◆ Raw data:
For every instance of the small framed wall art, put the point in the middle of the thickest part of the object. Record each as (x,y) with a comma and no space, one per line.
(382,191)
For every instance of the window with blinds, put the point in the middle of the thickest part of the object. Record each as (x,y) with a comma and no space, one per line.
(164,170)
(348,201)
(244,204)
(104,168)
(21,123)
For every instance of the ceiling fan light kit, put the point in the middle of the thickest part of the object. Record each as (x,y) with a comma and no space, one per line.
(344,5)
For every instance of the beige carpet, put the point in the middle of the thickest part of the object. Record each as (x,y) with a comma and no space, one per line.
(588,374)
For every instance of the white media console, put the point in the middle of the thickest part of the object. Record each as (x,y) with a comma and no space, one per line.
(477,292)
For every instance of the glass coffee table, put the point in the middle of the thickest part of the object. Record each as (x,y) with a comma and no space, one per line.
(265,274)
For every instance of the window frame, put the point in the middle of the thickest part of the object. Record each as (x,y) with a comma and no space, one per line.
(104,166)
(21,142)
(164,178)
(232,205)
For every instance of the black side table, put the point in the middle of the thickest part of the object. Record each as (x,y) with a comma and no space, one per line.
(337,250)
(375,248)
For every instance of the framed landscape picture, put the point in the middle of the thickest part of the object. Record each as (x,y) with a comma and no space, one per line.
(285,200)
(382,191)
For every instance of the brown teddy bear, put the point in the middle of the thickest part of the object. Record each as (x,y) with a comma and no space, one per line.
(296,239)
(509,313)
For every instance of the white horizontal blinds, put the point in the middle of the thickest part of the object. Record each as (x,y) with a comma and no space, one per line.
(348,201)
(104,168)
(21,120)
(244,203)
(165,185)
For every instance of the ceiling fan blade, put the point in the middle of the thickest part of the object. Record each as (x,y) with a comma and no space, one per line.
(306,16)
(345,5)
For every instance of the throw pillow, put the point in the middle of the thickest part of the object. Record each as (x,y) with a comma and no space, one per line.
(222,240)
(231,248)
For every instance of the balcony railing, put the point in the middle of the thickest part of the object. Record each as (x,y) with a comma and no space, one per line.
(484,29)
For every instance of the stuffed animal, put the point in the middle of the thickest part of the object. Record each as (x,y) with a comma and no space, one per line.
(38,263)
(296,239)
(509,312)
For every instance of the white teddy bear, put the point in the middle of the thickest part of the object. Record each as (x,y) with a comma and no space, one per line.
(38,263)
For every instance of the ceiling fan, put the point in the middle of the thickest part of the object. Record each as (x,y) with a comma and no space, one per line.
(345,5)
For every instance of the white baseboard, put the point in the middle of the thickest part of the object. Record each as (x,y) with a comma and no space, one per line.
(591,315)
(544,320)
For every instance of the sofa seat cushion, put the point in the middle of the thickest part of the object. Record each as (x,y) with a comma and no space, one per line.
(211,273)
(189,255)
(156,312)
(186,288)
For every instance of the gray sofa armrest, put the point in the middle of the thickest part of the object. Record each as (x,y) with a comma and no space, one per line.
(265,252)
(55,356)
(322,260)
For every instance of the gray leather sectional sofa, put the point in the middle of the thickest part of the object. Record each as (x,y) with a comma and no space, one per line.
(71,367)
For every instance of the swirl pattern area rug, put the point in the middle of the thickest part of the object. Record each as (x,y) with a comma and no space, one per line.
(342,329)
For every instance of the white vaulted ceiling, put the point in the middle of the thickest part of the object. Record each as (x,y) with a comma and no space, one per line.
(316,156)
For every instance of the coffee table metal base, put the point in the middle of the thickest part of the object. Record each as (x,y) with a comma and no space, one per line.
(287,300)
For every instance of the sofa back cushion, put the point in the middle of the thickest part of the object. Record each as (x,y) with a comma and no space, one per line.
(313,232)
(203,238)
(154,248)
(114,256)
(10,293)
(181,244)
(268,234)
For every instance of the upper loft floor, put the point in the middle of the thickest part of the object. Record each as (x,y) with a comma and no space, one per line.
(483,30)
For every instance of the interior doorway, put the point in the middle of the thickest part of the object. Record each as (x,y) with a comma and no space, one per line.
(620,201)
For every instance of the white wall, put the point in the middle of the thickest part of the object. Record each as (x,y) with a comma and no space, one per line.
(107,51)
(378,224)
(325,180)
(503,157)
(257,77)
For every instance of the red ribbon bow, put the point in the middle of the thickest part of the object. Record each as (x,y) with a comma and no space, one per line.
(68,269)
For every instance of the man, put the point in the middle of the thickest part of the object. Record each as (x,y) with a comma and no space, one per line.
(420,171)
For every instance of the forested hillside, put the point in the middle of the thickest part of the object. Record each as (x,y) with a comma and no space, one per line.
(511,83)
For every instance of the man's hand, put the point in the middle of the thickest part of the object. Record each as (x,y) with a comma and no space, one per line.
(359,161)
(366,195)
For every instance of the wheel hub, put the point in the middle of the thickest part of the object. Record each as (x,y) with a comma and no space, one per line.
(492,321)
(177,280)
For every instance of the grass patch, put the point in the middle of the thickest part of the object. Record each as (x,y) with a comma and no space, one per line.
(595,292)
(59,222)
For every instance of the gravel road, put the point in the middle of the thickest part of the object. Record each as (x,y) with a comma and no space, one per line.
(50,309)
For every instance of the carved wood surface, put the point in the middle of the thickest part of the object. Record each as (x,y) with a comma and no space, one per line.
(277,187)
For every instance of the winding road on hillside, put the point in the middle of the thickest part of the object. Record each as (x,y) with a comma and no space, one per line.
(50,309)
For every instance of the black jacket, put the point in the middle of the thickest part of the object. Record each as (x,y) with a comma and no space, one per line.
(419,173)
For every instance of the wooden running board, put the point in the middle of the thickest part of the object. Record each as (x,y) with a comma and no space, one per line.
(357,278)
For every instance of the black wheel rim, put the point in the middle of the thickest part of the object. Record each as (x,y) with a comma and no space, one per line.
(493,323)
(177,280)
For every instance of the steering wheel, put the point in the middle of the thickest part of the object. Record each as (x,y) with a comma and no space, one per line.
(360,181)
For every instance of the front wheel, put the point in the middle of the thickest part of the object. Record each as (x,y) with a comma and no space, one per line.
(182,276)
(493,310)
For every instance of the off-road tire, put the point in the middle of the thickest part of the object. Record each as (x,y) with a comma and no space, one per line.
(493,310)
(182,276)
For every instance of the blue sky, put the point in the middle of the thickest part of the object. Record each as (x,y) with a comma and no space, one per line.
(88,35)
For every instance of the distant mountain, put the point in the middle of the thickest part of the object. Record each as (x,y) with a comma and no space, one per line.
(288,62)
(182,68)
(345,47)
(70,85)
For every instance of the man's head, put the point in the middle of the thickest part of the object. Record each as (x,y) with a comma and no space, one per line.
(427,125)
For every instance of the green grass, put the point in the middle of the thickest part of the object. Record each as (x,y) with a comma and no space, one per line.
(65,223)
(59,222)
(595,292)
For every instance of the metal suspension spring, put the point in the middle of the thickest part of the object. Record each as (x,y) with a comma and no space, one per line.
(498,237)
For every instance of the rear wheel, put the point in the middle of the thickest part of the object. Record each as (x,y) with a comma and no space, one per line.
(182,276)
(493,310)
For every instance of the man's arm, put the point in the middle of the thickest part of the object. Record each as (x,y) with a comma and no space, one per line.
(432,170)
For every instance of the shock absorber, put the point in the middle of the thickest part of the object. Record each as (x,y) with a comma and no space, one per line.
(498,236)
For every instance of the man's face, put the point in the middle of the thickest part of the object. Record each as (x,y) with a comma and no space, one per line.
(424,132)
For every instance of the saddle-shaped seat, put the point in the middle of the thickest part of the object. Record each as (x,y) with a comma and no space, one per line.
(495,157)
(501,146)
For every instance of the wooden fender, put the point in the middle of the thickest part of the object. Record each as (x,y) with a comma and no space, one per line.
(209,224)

◆ What this task involves: Return the listing above word for word.

◆ Solution:
For every instance of the small framed wall art, put the point in the middle of the thickest part of the object. Record each as (x,y) with a comma and no space, one per line.
(382,191)
For every instance of the window with blinds, put the point in the middle of the thickest part of the object. Record each as (x,y) with a comma and no space, one per line.
(164,170)
(348,201)
(244,204)
(104,168)
(21,123)
For every instance of the ceiling fan light kit, put the point in the middle of the thickest part of the object. Record each as (x,y) with a comma and no space, one per line.
(344,5)
For every instance of the beige carpet, put the point in the middle of the thickest part of the object. Record each as (x,y) with a comma and no space, one per line.
(588,374)
For every instance of the white media console, put the point in the middle of the thickest part of the object. Record each as (x,y) with a comma and no space, one per line.
(477,292)
For every instance of the glass coffee table, put the point in the middle of the thickest part of the object. Record each as (x,y) with a comma and no space, one per line.
(265,274)
For every instance of the window frame, put the point in the middle of the thickest part of the object. Record each as (x,y) with a comma and no space, one per line.
(104,166)
(21,142)
(164,178)
(232,205)
For every instance of the black side table, put the point in the middle of the thickest part of the object. Record each as (x,y) with a comma and no space, one per line.
(337,250)
(375,248)
For every instance of the framed landscape picture, put the point in the middle of the thickest part of the object. Record each as (x,y) with a comma and no space, one per line.
(285,200)
(382,191)
For every instance of the brown teddy bear, put the point in the middle of the thickest part of the object. Record each as (x,y) with a comma and no space, one per line.
(296,239)
(509,313)
For every instance of the white horizontal blinds, put the point in the middle of the thickest part of the object. Record each as (x,y) with a comma and no space, one per line.
(348,201)
(104,168)
(21,120)
(244,203)
(165,185)
For every instance of the ceiling fan blade, put the point in the middle of the thickest part of the object. Record each as (x,y) with a comma and no space, one per line.
(306,16)
(345,5)
For every instance of the throw pillow, put the point in the middle of the thickest part of the object. Record each as (x,y) with a comma and no space, one per line.
(222,240)
(231,248)
For every instance of the balcony railing, put the point in the middle of the thickest part of the object. Record each as (x,y) with a comma and no space, one per line.
(484,29)
For every instance of the stuffed animal, put the point in the middle of the thickest part of the object. Record each as (x,y) with a comma and no space, one per line.
(38,263)
(296,239)
(509,312)
For every instance of the white teddy bear, put the point in the middle of the thickest part of the object. Record each as (x,y) with a comma and no space, one per line.
(38,263)
For every instance of the ceiling fan, put the point in the middle of the thickest part of the object. Record each as (x,y) with a comma and no space, one per line.
(345,5)
For every instance of the white baseboard, put the point in the middle of the thickest part of the object. Record each as (x,y) with a comma and no space, one per line.
(591,315)
(544,320)
For every instance of the sofa seat cushion, put the point in the middle of the thickest part of the object. Record each as (x,y) with a comma and no space, one per line.
(211,273)
(189,255)
(156,312)
(186,288)
For every instance of the gray sofa armrest, put the point in the middle of the thickest part of the object. Record each as (x,y) with a comma and no space, one per line.
(265,252)
(55,356)
(322,260)
For every instance of the gray leather sectional sofa, put the point in the middle of the thickest part of the object. Record each as (x,y) with a comma and no space, one per line.
(71,367)
For every instance of the swirl pattern area rug, put the point in the middle of the thickest part of the object. Record each as (x,y) with a comma and no space, one per line.
(342,329)
For every instance of the white vaulted ceiling, put the point in the middle of the thickest part of the object. Record each as (x,y) with a comma and no space, one per line.
(316,156)
For every instance of the coffee table metal base, put the point in the middle of the thickest part of the object. Record each as (x,y) with a comma and no space, one per line.
(287,300)
For every instance of the sofa back cushion, put the point in the middle of the thickest part of the object. Record each as (x,y) with a comma and no space, one per line.
(313,232)
(203,238)
(154,248)
(114,256)
(10,293)
(181,244)
(268,234)
For every instance of the upper loft floor, put the point in the middle of the thickest part of the object. Record each as (x,y) with a comma and no space, one per line.
(483,30)
For every instance of the interior doorway, put the point in the middle of the thickest part of the object. Record each as (x,y) with a comma and no space, one per line.
(620,201)
For every instance of the white wall, put the point in the middle of the thickest part of the object. Record each as (x,y) with a comma and no space, one per line.
(107,51)
(378,224)
(325,180)
(503,157)
(257,77)
For every instance of the red ribbon bow, put the point in the middle of the thickest part of the object. Record each as (x,y) with a comma and no space, one per line.
(68,269)
For every instance of the man, put the point in the middle of the thickest part of the object. Record each as (x,y) with a comma and no space, one per line.
(420,171)
For every instance of the forested hillside, put the point in the middle of the thickest part of the object. Record each as (x,y) with a comma and no space, one per line.
(511,83)
For every instance of the man's hand, put the point in the middle of the thickest part of the object. Record each as (x,y) with a comma and no space, one per line.
(359,161)
(366,195)
For every instance of the wheel hub, put the point in the middle of the thickest part of the object. Record each as (x,y) with a comma and no space, one per line.
(492,321)
(177,280)
For every instance of the grass patch, put the point in the middle of the thickest part of the object. Record each as (x,y) with a comma and no space, one per line.
(595,292)
(59,222)
For every instance of the gravel road, put the point in the middle of the thickest part of the object. Record each as (x,y) with a comma and no space, one per line.
(50,309)
For every instance of the carved wood surface, put the point in the middle of the thickest part of the object. Record each as (x,y) with a comma and no space, one per line.
(277,187)
For every instance of the winding road on hillside, put the point in the middle of the thickest part of the object. Record each as (x,y) with a comma and no space, one per line.
(50,309)
For every instance of the black jacket, put the point in the middle of the thickest part of the object. Record each as (x,y) with a comma and no space, one per line.
(419,173)
For every instance of the wooden running board, put the point in the middle of the thickest part of the object. Record each as (x,y) with a comma and no space, one per line.
(357,278)
For every instance of the black wheel rim, put the point in the middle of the thickest part of the object. Record each as (x,y) with a comma and no space, one per line.
(493,323)
(177,280)
For every instance of the steering wheel, put the point in the middle of the thickest part of the object. Record each as (x,y) with a comma and no space, one per line.
(360,181)
For every instance of the front wheel, put the point in the middle of the thickest part of the object. Record each as (x,y) with a comma and no space, one per line.
(182,276)
(493,310)
For every instance of the off-road tire, put the point in the middle of the thickest part of the object. Record each as (x,y) with a comma and no space, one per line.
(493,310)
(182,276)
For every instance of the blue sky, put the point in the middle of the thickest part of the object. Record each as (x,y) with a comma and no space, one per line.
(88,35)
For every instance of the distant mountain, put the point in the middle of the thickest part of the object. Record each as (x,y) with a comma and no space, one per line.
(288,62)
(182,68)
(345,47)
(70,85)
For every instance of the man's head, put the point in the middle of the thickest part of the object. Record each as (x,y) with a comma and no space, one per line.
(427,125)
For every instance of the green grass, put the point in the middle of the thickest part of the object. Record each as (x,y) with a comma and no space, one per line.
(65,223)
(59,222)
(595,292)
For every instance of the metal suspension spring, put the point in the middle of the thickest part of the object. Record each as (x,y) with a comma and no space, one per line.
(498,237)
For every instance of the rear wheel, put the point in the middle of the thickest part of the object. Record each as (x,y) with a comma and no space, one per line.
(182,276)
(493,310)
For every instance of the man's arm, put the point in the middle of the thickest part of the object. Record each as (x,y) with a comma and no space, one per line.
(432,170)
For every instance of the shock absorber, put the point in the middle of the thickest part of the object. Record each as (x,y) with a comma and no space, one per line.
(498,236)
For every instance of the man's face, put the point in the middle of the thickest part of the object. Record each as (x,y) with a comma and no space, one per line.
(424,132)
For every instance of the saddle-shaped seat, put the point in the middle of the thickest part of the object. Record each as (x,y) with a comma and no space, one per line.
(495,157)
(501,146)
For every instance of the wooden fender, put the point in the middle of the thickest part of the object. Record each as (x,y) with a comma and no space, one per line.
(209,224)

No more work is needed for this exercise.